=== PROMPT ===
Set down each line of the material that follows, exactly, with no pictures.

=== INFORMATION SHOWN ===
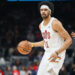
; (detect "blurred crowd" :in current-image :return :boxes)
[0,2,75,75]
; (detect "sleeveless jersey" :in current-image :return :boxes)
[41,17,64,52]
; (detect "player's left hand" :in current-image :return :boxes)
[48,52,61,63]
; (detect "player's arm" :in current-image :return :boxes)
[71,32,75,39]
[31,25,44,47]
[52,19,72,54]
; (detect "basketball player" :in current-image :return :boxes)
[30,1,72,75]
[71,32,75,39]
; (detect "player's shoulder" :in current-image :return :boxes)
[39,21,43,30]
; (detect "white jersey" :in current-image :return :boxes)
[37,17,66,75]
[41,17,64,52]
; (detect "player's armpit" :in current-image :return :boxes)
[52,19,72,53]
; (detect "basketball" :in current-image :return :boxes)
[17,40,32,55]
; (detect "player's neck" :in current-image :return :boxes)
[43,16,51,26]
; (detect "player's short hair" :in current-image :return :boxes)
[38,1,54,14]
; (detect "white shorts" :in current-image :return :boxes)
[37,52,65,75]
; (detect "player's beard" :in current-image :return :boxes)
[41,14,49,19]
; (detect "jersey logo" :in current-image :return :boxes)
[42,30,50,39]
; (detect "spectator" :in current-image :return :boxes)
[12,66,20,75]
[20,66,28,75]
[0,68,4,75]
[5,66,12,75]
[59,65,67,75]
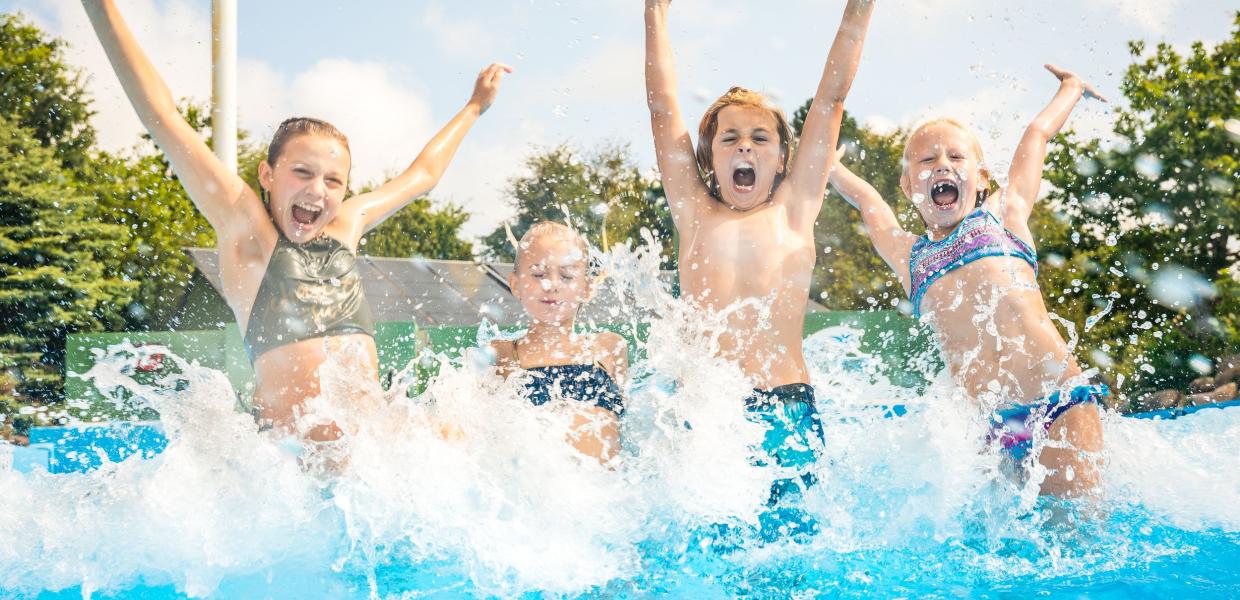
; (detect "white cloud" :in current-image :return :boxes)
[1090,0,1184,33]
[418,2,492,57]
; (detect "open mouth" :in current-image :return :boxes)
[293,205,322,226]
[930,181,960,208]
[732,166,758,193]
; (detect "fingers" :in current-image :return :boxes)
[1043,63,1109,102]
[1085,83,1111,103]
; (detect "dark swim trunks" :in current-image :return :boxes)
[990,384,1111,460]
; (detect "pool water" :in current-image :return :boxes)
[0,245,1240,598]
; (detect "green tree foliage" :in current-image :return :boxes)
[482,145,675,268]
[792,107,921,310]
[1038,12,1240,404]
[84,103,220,330]
[361,198,474,260]
[0,15,94,171]
[0,117,138,419]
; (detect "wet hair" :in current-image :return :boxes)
[900,117,999,208]
[258,117,353,202]
[697,87,792,200]
[512,221,601,279]
[267,117,353,166]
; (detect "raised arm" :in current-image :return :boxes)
[82,0,260,237]
[646,0,711,231]
[341,63,512,240]
[831,146,916,286]
[1003,64,1106,224]
[784,0,875,226]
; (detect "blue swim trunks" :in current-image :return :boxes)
[745,383,825,540]
[990,384,1111,460]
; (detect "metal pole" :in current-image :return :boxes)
[211,0,237,172]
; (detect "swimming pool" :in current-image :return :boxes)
[0,322,1240,598]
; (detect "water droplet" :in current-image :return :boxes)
[1149,263,1218,310]
[1132,154,1162,181]
[1188,355,1214,374]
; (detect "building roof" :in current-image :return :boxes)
[179,248,826,327]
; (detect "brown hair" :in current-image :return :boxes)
[267,117,353,166]
[697,87,792,198]
[900,117,999,206]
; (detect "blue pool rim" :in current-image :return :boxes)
[10,398,1240,474]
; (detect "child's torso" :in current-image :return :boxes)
[680,203,816,388]
[911,205,1080,402]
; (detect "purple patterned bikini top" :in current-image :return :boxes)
[909,208,1038,317]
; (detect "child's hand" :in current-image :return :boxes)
[1045,63,1106,102]
[469,62,512,114]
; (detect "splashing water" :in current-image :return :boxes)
[0,236,1240,598]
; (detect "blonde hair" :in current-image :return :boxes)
[900,117,999,206]
[697,87,792,198]
[267,117,353,166]
[512,221,590,269]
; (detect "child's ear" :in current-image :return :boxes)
[977,166,994,206]
[258,160,275,191]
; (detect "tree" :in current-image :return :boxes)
[361,198,474,260]
[0,15,94,172]
[0,117,138,410]
[792,107,921,310]
[482,144,675,268]
[86,102,228,331]
[1040,12,1240,395]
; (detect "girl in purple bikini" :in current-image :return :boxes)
[831,64,1109,497]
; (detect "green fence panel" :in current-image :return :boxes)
[805,310,941,388]
[66,311,937,418]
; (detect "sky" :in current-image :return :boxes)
[0,0,1236,238]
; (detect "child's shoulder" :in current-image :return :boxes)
[590,331,629,377]
[490,337,516,367]
[591,331,629,355]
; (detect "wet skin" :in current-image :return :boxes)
[491,232,629,464]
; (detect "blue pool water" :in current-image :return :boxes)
[0,246,1240,599]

=== WRITTEN SOLUTION ===
; (detect "blurred crowd" :in current-image :return :boxes)
[0,2,75,75]
; (detect "sleeveless jersey" :in current-image :return :boxes)
[41,17,64,52]
; (detect "player's left hand" :in current-image :return :boxes)
[48,52,61,63]
; (detect "player's arm" :in current-image :return :boxes)
[71,32,75,39]
[31,25,44,47]
[52,19,72,54]
; (detect "basketball player" :in current-image :return :boxes)
[30,1,72,75]
[71,32,75,39]
; (detect "player's shoulder" :in current-image :return :boxes)
[39,21,43,30]
; (detect "white jersey" :in current-image :return :boxes)
[37,17,66,75]
[41,17,64,52]
; (detect "player's armpit" :in current-image :return :boxes)
[52,19,72,53]
; (detect "basketball" :in current-image :return :boxes)
[17,40,32,55]
; (detect "player's neck" :in current-image :return :boxes)
[43,16,51,26]
; (detect "player's short hair" :in current-image :return :boxes)
[38,1,54,14]
; (detect "white shorts" :in current-image :return :boxes)
[37,52,65,75]
; (detect "player's beard" :in current-image :return :boxes)
[41,14,49,19]
; (detect "jersey logo" :in current-image :return :boxes)
[42,30,50,39]
; (detect "spectator" :in current-image :return :boxes)
[12,66,20,75]
[20,66,28,75]
[0,68,4,75]
[5,66,12,75]
[59,65,67,75]
; (detect "white cloud" :in current-image :return :boxes)
[1090,0,1184,33]
[418,2,492,57]
; (detect "open mouth" :in current-image :return :boxes)
[293,205,322,226]
[930,181,960,208]
[732,166,758,193]
; (detect "fingers" :in current-image :return :boxes)
[1043,63,1109,102]
[1085,83,1111,103]
; (detect "dark swim trunks" :in current-image :return :boxes)
[990,384,1111,460]
; (detect "pool water" :in current-image :return :boxes)
[0,245,1240,598]
; (detect "green tree foliage" :in current-image :return :boxes)
[482,145,675,268]
[792,107,921,310]
[1038,12,1240,404]
[84,103,220,330]
[361,198,474,260]
[0,15,94,171]
[0,117,138,419]
; (detect "wet hair" :in current-image :return :boxes)
[900,117,999,208]
[258,117,353,202]
[697,87,792,200]
[512,221,601,279]
[267,117,353,166]
; (detect "raised arm" :in current-image :return :boxes)
[82,0,260,237]
[646,0,711,231]
[341,63,512,240]
[831,146,916,286]
[1003,64,1106,224]
[784,0,875,226]
; (detect "blue swim trunks" :in current-image :return :boxes)
[745,383,825,540]
[990,384,1111,460]
; (detect "metal pole" :in current-image :return :boxes)
[211,0,237,172]
; (detect "swimming pool" :in current-image :return :boxes)
[0,322,1240,598]
; (detect "water droplet" :in current-image :return :boxes)
[1149,263,1218,310]
[1132,154,1162,181]
[1188,355,1214,374]
; (detect "building roof" :in current-image :return :boxes)
[179,248,826,327]
; (detect "brown hair" :in current-image :return :boxes)
[267,117,353,166]
[697,87,792,198]
[900,117,999,206]
; (detect "blue pool rim" :in current-image :return :boxes)
[10,398,1240,474]
; (detect "child's torso" :in current-image :return :boxes)
[680,203,816,388]
[911,205,1080,402]
; (detect "purple patterned bikini top" :in current-image :return :boxes)
[909,208,1038,317]
; (detect "child's hand" :in current-image :return :boxes)
[1045,63,1106,102]
[469,62,512,114]
; (detect "splashing water" :in current-image :return :boxes)
[0,236,1240,598]
; (detect "blonde hair" :in current-image :return :boxes)
[900,117,999,206]
[697,87,792,198]
[267,117,353,166]
[512,221,590,269]
; (detect "child's ear" :in current-image :return :boxes)
[977,166,994,206]
[258,160,275,191]
; (detect "tree" :in current-image :return :boxes)
[361,198,474,260]
[0,15,94,172]
[0,117,138,410]
[792,107,921,310]
[482,144,675,268]
[86,102,228,331]
[1040,12,1240,395]
; (detect "girl in purple bikini" :in current-image :return :boxes)
[831,64,1109,497]
; (detect "green fence panel" :in current-image :return :boxes)
[805,310,941,388]
[66,311,937,418]
; (detect "sky" :in current-image :return :boxes)
[0,0,1236,238]
; (detect "child's shoulder" :in current-image :return :boxes)
[590,331,629,377]
[490,337,516,367]
[591,331,629,355]
; (detect "wet skin" :in current-image :return :boxes)
[491,232,629,464]
; (detect "blue pool water" :in current-image :return :boxes)
[0,246,1240,599]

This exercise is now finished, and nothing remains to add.